What you will do:
An exact copy of every entry is required, without the pictures.

***** Data to process

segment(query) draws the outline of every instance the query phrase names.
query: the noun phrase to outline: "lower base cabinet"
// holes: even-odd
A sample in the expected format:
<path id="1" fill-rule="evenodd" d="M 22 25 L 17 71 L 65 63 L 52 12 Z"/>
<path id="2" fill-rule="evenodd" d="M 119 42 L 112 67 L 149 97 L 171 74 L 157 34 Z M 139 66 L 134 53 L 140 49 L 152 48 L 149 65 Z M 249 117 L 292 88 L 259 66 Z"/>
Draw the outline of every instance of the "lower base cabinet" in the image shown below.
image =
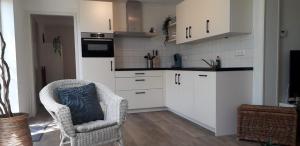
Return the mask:
<path id="1" fill-rule="evenodd" d="M 116 72 L 116 90 L 130 110 L 165 107 L 162 71 Z"/>
<path id="2" fill-rule="evenodd" d="M 193 118 L 203 126 L 216 128 L 216 73 L 194 73 L 194 112 Z"/>
<path id="3" fill-rule="evenodd" d="M 238 106 L 252 102 L 252 71 L 167 71 L 165 79 L 167 107 L 216 136 L 235 134 Z"/>
<path id="4" fill-rule="evenodd" d="M 129 109 L 167 107 L 212 131 L 236 134 L 237 108 L 252 103 L 252 71 L 120 71 L 116 92 Z"/>

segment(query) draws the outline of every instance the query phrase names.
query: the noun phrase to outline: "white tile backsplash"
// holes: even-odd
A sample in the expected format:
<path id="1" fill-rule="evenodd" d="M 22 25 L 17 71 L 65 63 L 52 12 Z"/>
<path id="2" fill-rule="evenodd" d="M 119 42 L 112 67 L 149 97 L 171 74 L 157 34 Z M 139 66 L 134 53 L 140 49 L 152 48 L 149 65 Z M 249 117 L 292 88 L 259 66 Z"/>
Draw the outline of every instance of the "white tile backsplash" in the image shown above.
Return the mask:
<path id="1" fill-rule="evenodd" d="M 164 44 L 163 37 L 155 38 L 117 38 L 115 39 L 115 56 L 117 68 L 142 68 L 146 67 L 144 56 L 158 50 L 161 67 L 171 67 L 172 55 L 177 53 L 175 44 Z"/>
<path id="2" fill-rule="evenodd" d="M 220 56 L 222 67 L 252 67 L 253 37 L 241 35 L 217 40 L 208 40 L 189 45 L 180 45 L 184 67 L 207 67 L 202 59 L 216 59 Z M 236 56 L 237 50 L 245 51 L 244 56 Z"/>
<path id="3" fill-rule="evenodd" d="M 208 40 L 183 45 L 163 43 L 163 37 L 155 38 L 118 38 L 115 40 L 116 67 L 146 67 L 144 56 L 152 50 L 159 50 L 161 67 L 173 65 L 173 55 L 180 53 L 184 67 L 207 67 L 202 59 L 221 57 L 222 67 L 253 66 L 253 36 L 241 35 L 217 40 Z M 237 56 L 236 51 L 245 51 Z"/>

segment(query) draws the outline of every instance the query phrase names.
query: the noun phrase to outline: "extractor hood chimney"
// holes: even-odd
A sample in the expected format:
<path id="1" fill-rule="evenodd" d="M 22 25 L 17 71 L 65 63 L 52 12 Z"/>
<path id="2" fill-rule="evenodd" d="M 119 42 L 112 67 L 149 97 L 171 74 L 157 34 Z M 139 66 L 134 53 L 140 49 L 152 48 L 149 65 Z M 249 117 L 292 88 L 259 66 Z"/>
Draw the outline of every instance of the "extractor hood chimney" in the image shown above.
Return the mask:
<path id="1" fill-rule="evenodd" d="M 126 4 L 126 21 L 128 32 L 143 32 L 142 3 L 128 0 Z"/>
<path id="2" fill-rule="evenodd" d="M 153 37 L 156 34 L 143 30 L 143 5 L 137 0 L 128 0 L 126 3 L 127 31 L 117 31 L 119 37 Z"/>

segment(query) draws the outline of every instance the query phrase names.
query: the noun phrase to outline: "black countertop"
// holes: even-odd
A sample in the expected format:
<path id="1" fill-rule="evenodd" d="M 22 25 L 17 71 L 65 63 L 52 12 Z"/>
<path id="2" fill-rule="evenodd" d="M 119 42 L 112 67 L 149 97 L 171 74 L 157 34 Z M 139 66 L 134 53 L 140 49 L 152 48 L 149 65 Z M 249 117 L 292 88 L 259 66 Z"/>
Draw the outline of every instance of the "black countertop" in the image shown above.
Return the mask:
<path id="1" fill-rule="evenodd" d="M 232 67 L 232 68 L 116 68 L 116 71 L 152 71 L 152 70 L 182 70 L 182 71 L 249 71 L 253 67 Z"/>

**********

Answer to the problem:
segment(query) draws the outline of every instance the query phrase names.
query: the noun phrase to outline: "lower base cabinet"
// holes: even-odd
A sample in the expected format:
<path id="1" fill-rule="evenodd" d="M 22 25 L 17 71 L 65 63 L 52 12 Z"/>
<path id="2" fill-rule="evenodd" d="M 119 42 L 112 67 L 149 97 L 171 74 L 157 34 Z M 139 66 L 134 53 L 140 49 L 152 48 L 149 65 Z M 249 117 L 292 88 L 259 66 Z"/>
Draw the outline of every instance of the "lower base cabinet" in the image shown below.
image =
Return the mask:
<path id="1" fill-rule="evenodd" d="M 116 72 L 116 90 L 130 110 L 165 107 L 162 71 Z"/>
<path id="2" fill-rule="evenodd" d="M 193 118 L 203 126 L 216 128 L 216 73 L 194 73 L 194 112 Z"/>
<path id="3" fill-rule="evenodd" d="M 238 106 L 252 102 L 252 71 L 167 71 L 165 79 L 167 107 L 216 136 L 235 134 Z"/>
<path id="4" fill-rule="evenodd" d="M 129 109 L 167 107 L 212 131 L 236 134 L 237 108 L 252 103 L 252 71 L 120 71 L 116 92 Z"/>

segment(query) draws the outline of every instance the query phrase names.
query: the noun phrase to outline: "white tile backsplash"
// holes: even-odd
A sample in the expected format:
<path id="1" fill-rule="evenodd" d="M 22 25 L 17 71 L 65 63 L 52 12 Z"/>
<path id="2" fill-rule="evenodd" d="M 119 42 L 112 67 L 149 97 L 171 74 L 157 34 Z M 139 66 L 134 53 L 140 49 L 152 48 L 149 65 Z M 249 117 L 292 88 L 259 66 Z"/>
Draw the outline of every instance of the "white tile backsplash" in the image shown above.
Return the mask:
<path id="1" fill-rule="evenodd" d="M 164 44 L 163 37 L 155 38 L 117 38 L 115 39 L 115 56 L 117 68 L 142 68 L 146 67 L 144 56 L 158 50 L 161 67 L 171 67 L 172 55 L 177 53 L 175 44 Z"/>
<path id="2" fill-rule="evenodd" d="M 220 56 L 222 67 L 252 67 L 253 37 L 241 35 L 217 40 L 208 40 L 189 45 L 180 45 L 184 67 L 207 67 L 202 59 L 216 59 Z M 236 56 L 237 50 L 245 51 L 244 56 Z"/>
<path id="3" fill-rule="evenodd" d="M 208 40 L 183 45 L 163 43 L 163 37 L 155 38 L 118 38 L 115 40 L 116 67 L 146 67 L 144 56 L 152 50 L 159 50 L 161 67 L 173 65 L 173 55 L 180 53 L 184 67 L 207 67 L 202 59 L 221 57 L 222 67 L 253 66 L 253 36 L 241 35 L 217 40 Z M 237 56 L 236 51 L 245 51 Z"/>

segment(query) draws the outline of every instance the query phrase names.
query: the noun phrase to outline: "extractor hood chimney"
// holes: even-odd
A sample in the expected format:
<path id="1" fill-rule="evenodd" d="M 22 25 L 17 71 L 65 63 L 52 12 Z"/>
<path id="2" fill-rule="evenodd" d="M 119 42 L 112 67 L 149 97 L 171 74 L 157 34 Z M 139 66 L 134 53 L 140 49 L 152 48 L 149 65 Z M 249 117 L 292 88 L 259 66 Z"/>
Draw the outline of every instance of the "extractor hood chimney" in the image shown above.
Return the mask:
<path id="1" fill-rule="evenodd" d="M 126 4 L 126 21 L 128 32 L 143 32 L 142 3 L 128 0 Z"/>
<path id="2" fill-rule="evenodd" d="M 153 37 L 156 34 L 143 30 L 143 5 L 137 0 L 128 0 L 126 3 L 127 31 L 117 31 L 119 37 Z"/>

segment(query) draws the outline of every instance the query phrase names.
query: the noun phrase to outline: "black countertop"
// holes: even-odd
A sample in the expected format:
<path id="1" fill-rule="evenodd" d="M 22 25 L 17 71 L 65 63 L 52 12 Z"/>
<path id="2" fill-rule="evenodd" d="M 119 42 L 112 67 L 149 97 L 171 74 L 157 34 Z M 139 66 L 134 53 L 140 49 L 152 48 L 149 65 Z M 249 117 L 292 88 L 259 66 Z"/>
Draw the outline of every instance of the "black countertop" in the image shown above.
Return the mask:
<path id="1" fill-rule="evenodd" d="M 232 67 L 232 68 L 116 68 L 116 71 L 152 71 L 152 70 L 182 70 L 182 71 L 249 71 L 253 67 Z"/>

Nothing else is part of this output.